Summary: Determine the derivative of the function at that point (thus measuring the slope of the tangent line), determine #y#-coordinate, and utilize point-slope form to find the equation.
The derivative of a function #f(x)# at some point #x=x_0# measures the slope of the line tangent to the curve at that point. Recall that for a polynomial function of the form #f(x) = c_1x^n + c_2x^(n-1) + c_3x^(n-2) + ...+ c_nx + c_(n+1)#, where #c_1, c_2,# etc, are the constant coefficients in each term, the derivative #f'(x) = n*c_1x^(n-1) + (n-1)*c_2x^(n-2) + ...+c_n#.
Thus, our general form of the derivative for #f(x) = y = 3x^2 + 2x +1# is #f'(x) = (dy)/(dx) = 6x +2#.
Plugging in our desired #x_0#, #x_0=-1#...
#f'(-1) = 6(-1) +2 = -6+2 = -4#.

• _Exercise 1_: In the tangent-line explanation, what is the derivative of f(x) = 3x^2 + 2x + 1?
• _Exercise 2_: Echo the part of the tangent-line explanation that opens with the words "Thus, our general" and closes with "6(-1) +2 = -6+2 = -4#.".
• _Exercise 3_: Carry on the tangent-line explanation from the point where it stops.
This data has no connection to the tangent-line explanation.

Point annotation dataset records
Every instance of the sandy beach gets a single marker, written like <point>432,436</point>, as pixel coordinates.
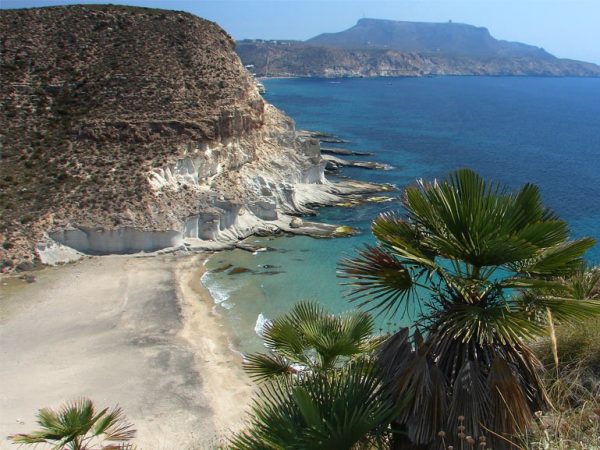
<point>135,331</point>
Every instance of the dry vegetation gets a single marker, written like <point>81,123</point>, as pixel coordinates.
<point>92,97</point>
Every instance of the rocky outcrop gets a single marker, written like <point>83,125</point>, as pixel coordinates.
<point>376,47</point>
<point>132,129</point>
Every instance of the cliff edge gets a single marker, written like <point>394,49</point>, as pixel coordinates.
<point>132,129</point>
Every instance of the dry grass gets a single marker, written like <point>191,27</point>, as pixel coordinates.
<point>573,388</point>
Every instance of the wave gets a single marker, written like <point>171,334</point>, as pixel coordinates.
<point>261,322</point>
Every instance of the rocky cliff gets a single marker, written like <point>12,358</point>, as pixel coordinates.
<point>127,129</point>
<point>376,47</point>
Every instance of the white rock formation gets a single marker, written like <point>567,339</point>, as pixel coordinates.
<point>242,186</point>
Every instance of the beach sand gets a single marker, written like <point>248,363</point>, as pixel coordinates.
<point>139,332</point>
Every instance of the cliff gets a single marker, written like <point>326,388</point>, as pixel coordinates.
<point>376,47</point>
<point>128,129</point>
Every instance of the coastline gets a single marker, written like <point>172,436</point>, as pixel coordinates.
<point>135,331</point>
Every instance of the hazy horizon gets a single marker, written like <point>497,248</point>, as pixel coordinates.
<point>565,28</point>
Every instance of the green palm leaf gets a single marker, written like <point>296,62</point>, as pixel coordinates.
<point>486,268</point>
<point>333,410</point>
<point>309,338</point>
<point>76,423</point>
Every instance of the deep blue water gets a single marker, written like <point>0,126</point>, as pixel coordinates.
<point>512,130</point>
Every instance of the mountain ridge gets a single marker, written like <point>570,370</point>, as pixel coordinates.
<point>378,47</point>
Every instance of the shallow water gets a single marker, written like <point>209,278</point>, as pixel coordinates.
<point>512,130</point>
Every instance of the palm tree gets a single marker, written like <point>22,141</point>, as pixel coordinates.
<point>310,338</point>
<point>333,410</point>
<point>461,256</point>
<point>77,426</point>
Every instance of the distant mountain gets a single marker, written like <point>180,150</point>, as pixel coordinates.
<point>375,47</point>
<point>427,38</point>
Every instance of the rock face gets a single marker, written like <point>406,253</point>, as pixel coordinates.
<point>376,47</point>
<point>128,129</point>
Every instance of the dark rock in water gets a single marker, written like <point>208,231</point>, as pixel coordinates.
<point>344,151</point>
<point>334,140</point>
<point>222,268</point>
<point>28,278</point>
<point>335,162</point>
<point>296,222</point>
<point>23,266</point>
<point>238,270</point>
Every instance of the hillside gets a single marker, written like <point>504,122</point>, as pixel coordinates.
<point>428,38</point>
<point>127,129</point>
<point>376,47</point>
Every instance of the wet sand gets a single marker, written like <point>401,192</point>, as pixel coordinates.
<point>135,331</point>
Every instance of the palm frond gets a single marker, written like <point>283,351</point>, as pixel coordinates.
<point>562,309</point>
<point>76,422</point>
<point>560,260</point>
<point>380,281</point>
<point>318,411</point>
<point>262,367</point>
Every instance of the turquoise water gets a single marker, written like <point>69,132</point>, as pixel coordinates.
<point>513,130</point>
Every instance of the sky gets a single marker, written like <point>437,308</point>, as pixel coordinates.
<point>565,28</point>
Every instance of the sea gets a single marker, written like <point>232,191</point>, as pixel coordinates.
<point>509,129</point>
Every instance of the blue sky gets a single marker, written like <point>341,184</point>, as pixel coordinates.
<point>566,28</point>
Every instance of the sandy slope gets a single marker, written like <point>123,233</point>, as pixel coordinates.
<point>139,332</point>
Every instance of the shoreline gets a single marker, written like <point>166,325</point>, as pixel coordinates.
<point>135,331</point>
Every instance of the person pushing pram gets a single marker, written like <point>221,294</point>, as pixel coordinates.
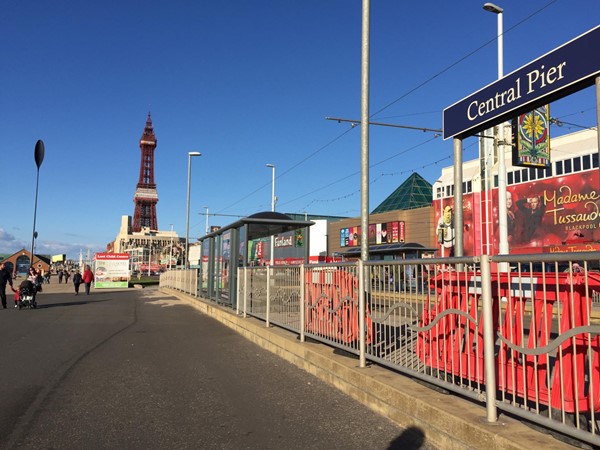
<point>26,295</point>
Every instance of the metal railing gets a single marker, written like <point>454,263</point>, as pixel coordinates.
<point>526,341</point>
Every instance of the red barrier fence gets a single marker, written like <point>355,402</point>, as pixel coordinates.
<point>538,359</point>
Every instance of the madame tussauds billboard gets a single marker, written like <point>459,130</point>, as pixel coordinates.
<point>559,214</point>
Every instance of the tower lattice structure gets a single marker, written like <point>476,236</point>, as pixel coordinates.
<point>146,196</point>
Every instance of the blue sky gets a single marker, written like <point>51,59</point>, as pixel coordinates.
<point>246,83</point>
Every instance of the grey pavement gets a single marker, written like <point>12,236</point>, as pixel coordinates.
<point>141,369</point>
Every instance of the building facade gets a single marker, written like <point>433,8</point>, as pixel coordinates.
<point>553,209</point>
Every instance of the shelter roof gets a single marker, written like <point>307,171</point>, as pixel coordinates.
<point>263,224</point>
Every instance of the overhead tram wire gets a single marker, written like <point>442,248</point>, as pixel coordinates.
<point>284,172</point>
<point>409,127</point>
<point>468,55</point>
<point>394,102</point>
<point>358,172</point>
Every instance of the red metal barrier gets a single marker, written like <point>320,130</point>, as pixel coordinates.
<point>332,305</point>
<point>569,379</point>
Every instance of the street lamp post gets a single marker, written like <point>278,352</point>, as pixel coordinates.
<point>171,253</point>
<point>38,155</point>
<point>273,200</point>
<point>499,131</point>
<point>206,229</point>
<point>187,219</point>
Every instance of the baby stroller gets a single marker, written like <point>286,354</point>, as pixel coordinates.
<point>25,295</point>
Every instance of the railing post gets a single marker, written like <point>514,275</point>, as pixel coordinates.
<point>361,315</point>
<point>488,340</point>
<point>302,303</point>
<point>269,268</point>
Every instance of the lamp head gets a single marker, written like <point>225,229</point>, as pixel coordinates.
<point>492,8</point>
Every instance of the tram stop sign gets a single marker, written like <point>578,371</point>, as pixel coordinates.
<point>569,68</point>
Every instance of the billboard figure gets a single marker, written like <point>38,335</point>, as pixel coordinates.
<point>532,210</point>
<point>445,231</point>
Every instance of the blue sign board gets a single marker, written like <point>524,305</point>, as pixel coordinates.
<point>568,68</point>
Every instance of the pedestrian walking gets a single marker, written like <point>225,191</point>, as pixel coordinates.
<point>5,277</point>
<point>87,278</point>
<point>77,279</point>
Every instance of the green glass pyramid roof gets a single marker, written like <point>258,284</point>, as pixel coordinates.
<point>415,192</point>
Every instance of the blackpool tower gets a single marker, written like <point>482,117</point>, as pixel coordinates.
<point>146,197</point>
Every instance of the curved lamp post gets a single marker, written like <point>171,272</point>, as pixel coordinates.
<point>499,135</point>
<point>38,155</point>
<point>273,200</point>
<point>187,220</point>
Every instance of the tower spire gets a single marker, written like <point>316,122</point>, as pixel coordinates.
<point>146,196</point>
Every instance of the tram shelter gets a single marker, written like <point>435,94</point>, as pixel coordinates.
<point>228,248</point>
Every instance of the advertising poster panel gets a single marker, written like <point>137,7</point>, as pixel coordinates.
<point>559,214</point>
<point>111,270</point>
<point>552,215</point>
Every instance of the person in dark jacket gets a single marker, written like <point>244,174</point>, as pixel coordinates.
<point>5,277</point>
<point>77,279</point>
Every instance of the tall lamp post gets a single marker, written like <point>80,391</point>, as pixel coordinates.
<point>39,158</point>
<point>206,229</point>
<point>499,131</point>
<point>171,253</point>
<point>187,219</point>
<point>273,200</point>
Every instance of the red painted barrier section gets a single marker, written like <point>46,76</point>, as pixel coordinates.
<point>332,305</point>
<point>569,375</point>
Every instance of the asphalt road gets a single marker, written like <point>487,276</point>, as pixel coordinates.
<point>137,369</point>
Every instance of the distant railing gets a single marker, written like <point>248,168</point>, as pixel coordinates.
<point>525,341</point>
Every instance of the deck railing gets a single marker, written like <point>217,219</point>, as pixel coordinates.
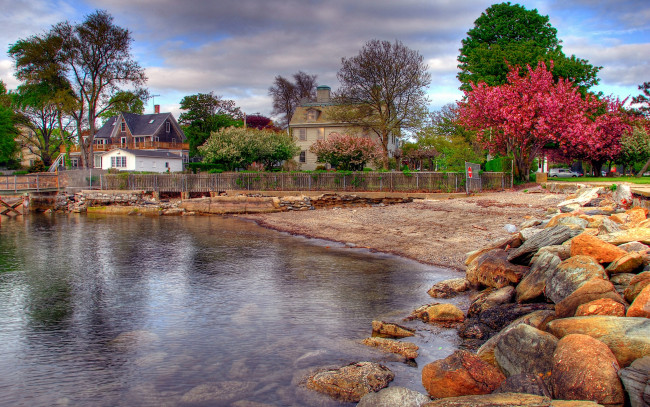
<point>28,182</point>
<point>143,145</point>
<point>331,181</point>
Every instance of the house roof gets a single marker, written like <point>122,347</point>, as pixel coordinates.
<point>148,153</point>
<point>139,124</point>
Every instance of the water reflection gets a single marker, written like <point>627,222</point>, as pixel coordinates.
<point>100,310</point>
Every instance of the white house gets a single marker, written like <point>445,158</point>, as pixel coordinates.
<point>142,160</point>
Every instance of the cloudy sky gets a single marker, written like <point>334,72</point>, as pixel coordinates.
<point>235,48</point>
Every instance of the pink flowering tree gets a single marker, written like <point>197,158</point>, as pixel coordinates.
<point>600,135</point>
<point>346,152</point>
<point>520,117</point>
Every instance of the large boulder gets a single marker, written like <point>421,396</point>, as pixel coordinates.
<point>524,349</point>
<point>390,330</point>
<point>407,349</point>
<point>636,379</point>
<point>443,314</point>
<point>586,369</point>
<point>532,286</point>
<point>571,274</point>
<point>627,338</point>
<point>593,289</point>
<point>350,383</point>
<point>394,396</point>
<point>603,306</point>
<point>641,305</point>
<point>492,269</point>
<point>628,263</point>
<point>490,298</point>
<point>536,319</point>
<point>603,252</point>
<point>636,285</point>
<point>493,320</point>
<point>460,374</point>
<point>549,237</point>
<point>449,288</point>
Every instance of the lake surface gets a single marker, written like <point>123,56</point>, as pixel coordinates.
<point>141,311</point>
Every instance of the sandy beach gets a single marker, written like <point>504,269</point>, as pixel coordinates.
<point>437,232</point>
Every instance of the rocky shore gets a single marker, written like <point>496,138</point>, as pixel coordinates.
<point>559,316</point>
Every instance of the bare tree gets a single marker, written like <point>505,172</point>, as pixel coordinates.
<point>287,95</point>
<point>383,89</point>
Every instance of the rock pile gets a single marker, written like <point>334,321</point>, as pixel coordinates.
<point>564,311</point>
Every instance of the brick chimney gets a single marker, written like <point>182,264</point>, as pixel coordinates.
<point>323,94</point>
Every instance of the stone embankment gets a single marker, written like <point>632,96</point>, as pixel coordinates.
<point>561,318</point>
<point>143,203</point>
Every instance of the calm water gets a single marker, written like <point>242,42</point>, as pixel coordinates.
<point>130,311</point>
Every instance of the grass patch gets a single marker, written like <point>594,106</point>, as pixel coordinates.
<point>614,180</point>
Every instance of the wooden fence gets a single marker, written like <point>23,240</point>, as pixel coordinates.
<point>331,181</point>
<point>28,182</point>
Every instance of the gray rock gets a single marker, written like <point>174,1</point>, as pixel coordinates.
<point>636,379</point>
<point>571,274</point>
<point>394,396</point>
<point>524,349</point>
<point>533,284</point>
<point>490,298</point>
<point>549,237</point>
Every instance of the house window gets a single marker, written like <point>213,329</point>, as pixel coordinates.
<point>118,162</point>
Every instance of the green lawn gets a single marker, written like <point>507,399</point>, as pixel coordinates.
<point>612,180</point>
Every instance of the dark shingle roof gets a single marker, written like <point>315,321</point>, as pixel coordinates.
<point>139,124</point>
<point>149,153</point>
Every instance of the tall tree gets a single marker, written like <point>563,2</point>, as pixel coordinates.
<point>125,101</point>
<point>8,128</point>
<point>520,117</point>
<point>94,57</point>
<point>43,109</point>
<point>205,113</point>
<point>383,89</point>
<point>287,94</point>
<point>508,35</point>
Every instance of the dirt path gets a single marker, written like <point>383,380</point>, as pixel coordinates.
<point>438,232</point>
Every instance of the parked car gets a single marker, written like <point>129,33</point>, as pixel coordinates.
<point>563,173</point>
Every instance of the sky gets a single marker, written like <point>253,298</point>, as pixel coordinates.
<point>235,48</point>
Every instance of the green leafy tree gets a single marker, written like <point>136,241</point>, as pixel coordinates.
<point>383,89</point>
<point>42,108</point>
<point>508,35</point>
<point>8,128</point>
<point>206,113</point>
<point>237,147</point>
<point>125,101</point>
<point>454,143</point>
<point>93,58</point>
<point>287,94</point>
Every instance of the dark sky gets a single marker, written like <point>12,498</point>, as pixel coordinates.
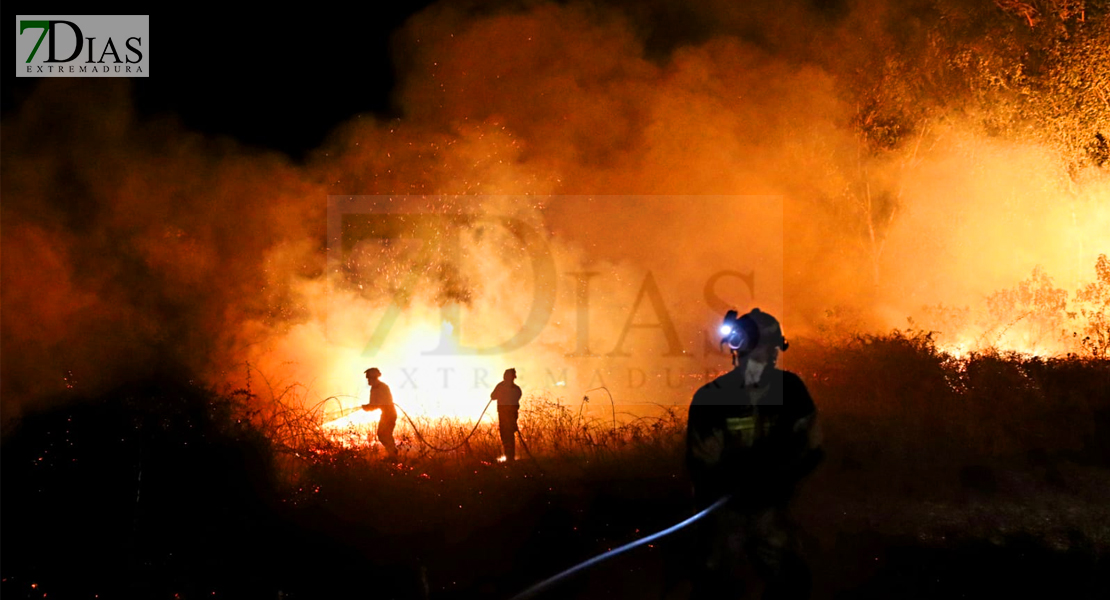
<point>255,74</point>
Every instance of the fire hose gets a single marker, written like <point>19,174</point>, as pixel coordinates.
<point>436,448</point>
<point>552,581</point>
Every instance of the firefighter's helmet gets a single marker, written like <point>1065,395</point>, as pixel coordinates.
<point>744,334</point>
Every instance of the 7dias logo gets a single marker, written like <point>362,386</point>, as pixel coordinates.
<point>86,46</point>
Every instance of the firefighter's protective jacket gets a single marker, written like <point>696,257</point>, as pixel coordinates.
<point>754,441</point>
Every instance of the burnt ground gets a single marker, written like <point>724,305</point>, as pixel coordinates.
<point>158,492</point>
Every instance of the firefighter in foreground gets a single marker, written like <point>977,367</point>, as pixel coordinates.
<point>752,434</point>
<point>507,395</point>
<point>381,398</point>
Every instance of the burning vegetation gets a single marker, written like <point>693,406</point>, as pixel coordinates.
<point>919,191</point>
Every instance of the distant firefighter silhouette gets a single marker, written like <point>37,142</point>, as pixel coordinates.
<point>381,398</point>
<point>752,434</point>
<point>507,395</point>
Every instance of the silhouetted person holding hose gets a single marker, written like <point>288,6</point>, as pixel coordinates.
<point>752,434</point>
<point>381,398</point>
<point>507,395</point>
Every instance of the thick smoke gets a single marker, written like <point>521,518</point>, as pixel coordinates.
<point>134,246</point>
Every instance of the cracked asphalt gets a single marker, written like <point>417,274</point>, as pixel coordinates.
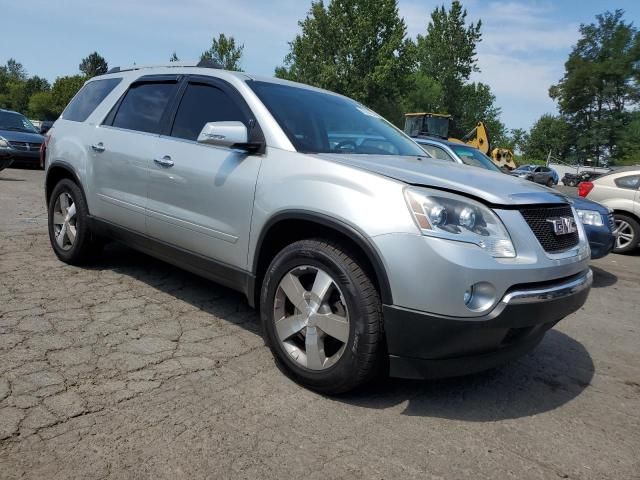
<point>134,369</point>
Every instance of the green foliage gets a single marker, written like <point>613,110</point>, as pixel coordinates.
<point>477,103</point>
<point>600,85</point>
<point>50,104</point>
<point>93,65</point>
<point>516,140</point>
<point>224,51</point>
<point>550,133</point>
<point>629,144</point>
<point>448,53</point>
<point>357,48</point>
<point>423,94</point>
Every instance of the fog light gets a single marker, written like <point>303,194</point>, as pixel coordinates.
<point>468,295</point>
<point>480,296</point>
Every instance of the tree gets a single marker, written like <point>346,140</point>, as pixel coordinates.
<point>49,105</point>
<point>601,82</point>
<point>93,65</point>
<point>448,53</point>
<point>550,133</point>
<point>42,106</point>
<point>477,103</point>
<point>517,139</point>
<point>423,94</point>
<point>225,52</point>
<point>354,47</point>
<point>629,144</point>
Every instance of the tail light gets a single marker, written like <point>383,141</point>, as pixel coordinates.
<point>584,188</point>
<point>43,149</point>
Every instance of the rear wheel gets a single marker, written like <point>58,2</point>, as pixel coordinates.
<point>322,317</point>
<point>627,233</point>
<point>69,233</point>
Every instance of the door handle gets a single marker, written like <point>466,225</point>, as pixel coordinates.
<point>165,161</point>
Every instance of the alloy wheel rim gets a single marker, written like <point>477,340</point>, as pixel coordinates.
<point>624,234</point>
<point>311,317</point>
<point>64,221</point>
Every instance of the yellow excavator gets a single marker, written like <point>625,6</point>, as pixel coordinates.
<point>438,125</point>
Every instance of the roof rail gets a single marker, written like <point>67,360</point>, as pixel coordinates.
<point>205,63</point>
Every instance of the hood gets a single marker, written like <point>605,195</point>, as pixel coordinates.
<point>493,187</point>
<point>13,136</point>
<point>583,204</point>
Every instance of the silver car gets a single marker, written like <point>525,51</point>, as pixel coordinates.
<point>620,191</point>
<point>362,254</point>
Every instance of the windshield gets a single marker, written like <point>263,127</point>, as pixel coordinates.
<point>474,157</point>
<point>318,122</point>
<point>16,122</point>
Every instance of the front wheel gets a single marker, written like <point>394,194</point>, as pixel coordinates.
<point>627,233</point>
<point>322,316</point>
<point>69,233</point>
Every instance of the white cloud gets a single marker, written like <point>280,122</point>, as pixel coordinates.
<point>522,53</point>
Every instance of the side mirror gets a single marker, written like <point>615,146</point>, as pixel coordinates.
<point>224,134</point>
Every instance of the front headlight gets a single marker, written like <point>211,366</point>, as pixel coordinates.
<point>453,217</point>
<point>590,217</point>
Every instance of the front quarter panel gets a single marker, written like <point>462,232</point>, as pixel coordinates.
<point>367,202</point>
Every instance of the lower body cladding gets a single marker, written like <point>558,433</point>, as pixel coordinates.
<point>423,345</point>
<point>25,158</point>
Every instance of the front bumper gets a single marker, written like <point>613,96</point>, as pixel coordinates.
<point>424,345</point>
<point>601,240</point>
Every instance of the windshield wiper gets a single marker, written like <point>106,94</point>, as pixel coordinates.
<point>16,129</point>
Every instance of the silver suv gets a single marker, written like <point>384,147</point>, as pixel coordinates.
<point>362,254</point>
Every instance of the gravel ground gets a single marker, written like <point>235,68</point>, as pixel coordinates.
<point>134,369</point>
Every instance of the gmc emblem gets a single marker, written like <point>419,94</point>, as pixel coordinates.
<point>563,225</point>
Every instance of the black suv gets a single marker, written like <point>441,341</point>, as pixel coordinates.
<point>20,141</point>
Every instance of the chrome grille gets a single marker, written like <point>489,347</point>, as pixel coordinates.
<point>537,218</point>
<point>25,146</point>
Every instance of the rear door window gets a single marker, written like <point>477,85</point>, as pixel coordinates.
<point>200,105</point>
<point>144,105</point>
<point>88,98</point>
<point>631,182</point>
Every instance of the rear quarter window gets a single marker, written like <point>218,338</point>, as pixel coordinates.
<point>631,182</point>
<point>88,98</point>
<point>144,105</point>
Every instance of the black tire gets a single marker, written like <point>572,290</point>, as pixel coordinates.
<point>362,359</point>
<point>86,246</point>
<point>635,230</point>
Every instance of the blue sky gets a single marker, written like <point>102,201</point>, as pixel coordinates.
<point>524,47</point>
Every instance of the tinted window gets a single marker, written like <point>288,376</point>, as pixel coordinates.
<point>631,181</point>
<point>436,152</point>
<point>16,122</point>
<point>202,104</point>
<point>318,122</point>
<point>143,106</point>
<point>88,98</point>
<point>475,158</point>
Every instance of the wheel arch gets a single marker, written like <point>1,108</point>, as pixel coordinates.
<point>57,171</point>
<point>277,233</point>
<point>627,213</point>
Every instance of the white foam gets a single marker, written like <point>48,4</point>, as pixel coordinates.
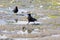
<point>2,22</point>
<point>4,36</point>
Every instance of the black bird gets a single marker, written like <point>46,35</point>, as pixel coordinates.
<point>15,10</point>
<point>31,19</point>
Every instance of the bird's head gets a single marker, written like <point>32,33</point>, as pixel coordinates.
<point>29,14</point>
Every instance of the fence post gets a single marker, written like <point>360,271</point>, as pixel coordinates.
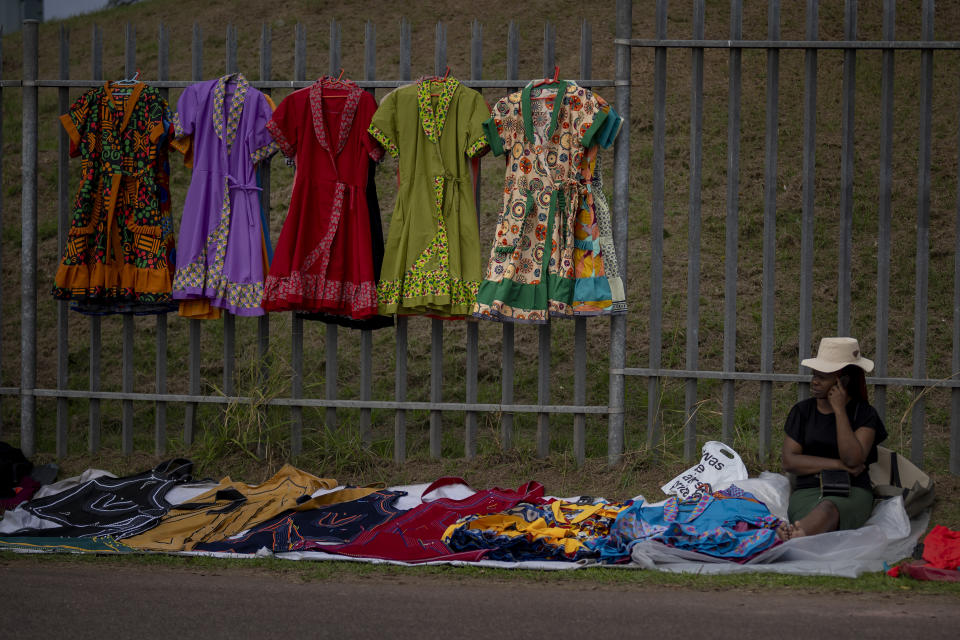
<point>918,412</point>
<point>693,232</point>
<point>769,230</point>
<point>621,215</point>
<point>656,226</point>
<point>28,242</point>
<point>735,84</point>
<point>63,225</point>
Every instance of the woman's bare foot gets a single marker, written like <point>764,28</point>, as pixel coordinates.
<point>787,531</point>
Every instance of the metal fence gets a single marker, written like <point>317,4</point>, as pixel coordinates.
<point>624,84</point>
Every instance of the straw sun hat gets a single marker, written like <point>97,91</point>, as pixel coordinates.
<point>836,353</point>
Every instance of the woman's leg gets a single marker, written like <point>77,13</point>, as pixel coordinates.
<point>822,518</point>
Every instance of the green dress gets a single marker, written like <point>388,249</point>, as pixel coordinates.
<point>431,264</point>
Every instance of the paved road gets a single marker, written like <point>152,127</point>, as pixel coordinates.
<point>87,601</point>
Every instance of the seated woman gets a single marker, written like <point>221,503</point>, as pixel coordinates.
<point>835,429</point>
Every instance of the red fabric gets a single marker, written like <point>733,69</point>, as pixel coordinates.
<point>324,258</point>
<point>941,548</point>
<point>28,487</point>
<point>415,536</point>
<point>919,570</point>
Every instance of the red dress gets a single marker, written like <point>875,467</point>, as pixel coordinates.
<point>323,261</point>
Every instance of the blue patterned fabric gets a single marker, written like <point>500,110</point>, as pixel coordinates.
<point>729,524</point>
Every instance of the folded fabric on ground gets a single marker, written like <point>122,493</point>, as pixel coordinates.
<point>888,536</point>
<point>228,509</point>
<point>559,530</point>
<point>731,523</point>
<point>97,545</point>
<point>311,526</point>
<point>117,507</point>
<point>415,535</point>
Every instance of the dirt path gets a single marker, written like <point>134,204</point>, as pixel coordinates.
<point>85,601</point>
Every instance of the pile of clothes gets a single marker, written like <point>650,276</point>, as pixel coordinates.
<point>712,523</point>
<point>164,510</point>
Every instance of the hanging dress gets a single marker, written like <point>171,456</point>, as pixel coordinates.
<point>530,274</point>
<point>598,284</point>
<point>431,263</point>
<point>220,248</point>
<point>323,261</point>
<point>119,249</point>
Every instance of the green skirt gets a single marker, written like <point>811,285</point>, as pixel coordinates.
<point>854,509</point>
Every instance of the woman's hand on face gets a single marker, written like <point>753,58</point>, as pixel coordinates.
<point>837,396</point>
<point>855,471</point>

• _Task result 1_: f'(x) = 6x + 2

• _Task result 2_:
Thus, our general form of the derivative for #f(x) = y = 3x^2 + 2x +1# is #f'(x) = (dy)/(dx) = 6x +2#.
Plugging in our desired #x_0#, #x_0=-1#...
#f'(-1) = 6(-1) +2 = -6+2 = -4#.

• _Task result 3_:
Note this only tells us the slope of the line, not the equation for the line itself. However, since the line is tangent to the function at #x=-1#, by finding the #y#-coordinate we would possess a set of coordinates and a slope, allowing us to use point-slope form.
#f(-1) = y = 3(-1)^2 + 2(-1) +1 = 3 -2 +1 = 2#
Thus the slope of the line tangent to #y = 3x^2 + 2x +1# at #(-1,2)# is #m=-4#. Recall the set-up for point slope form:
#y - y_0 = m(x - x_0)#
Plugging in #x_0 = -1, y_0 = 2, m = -4#, we get...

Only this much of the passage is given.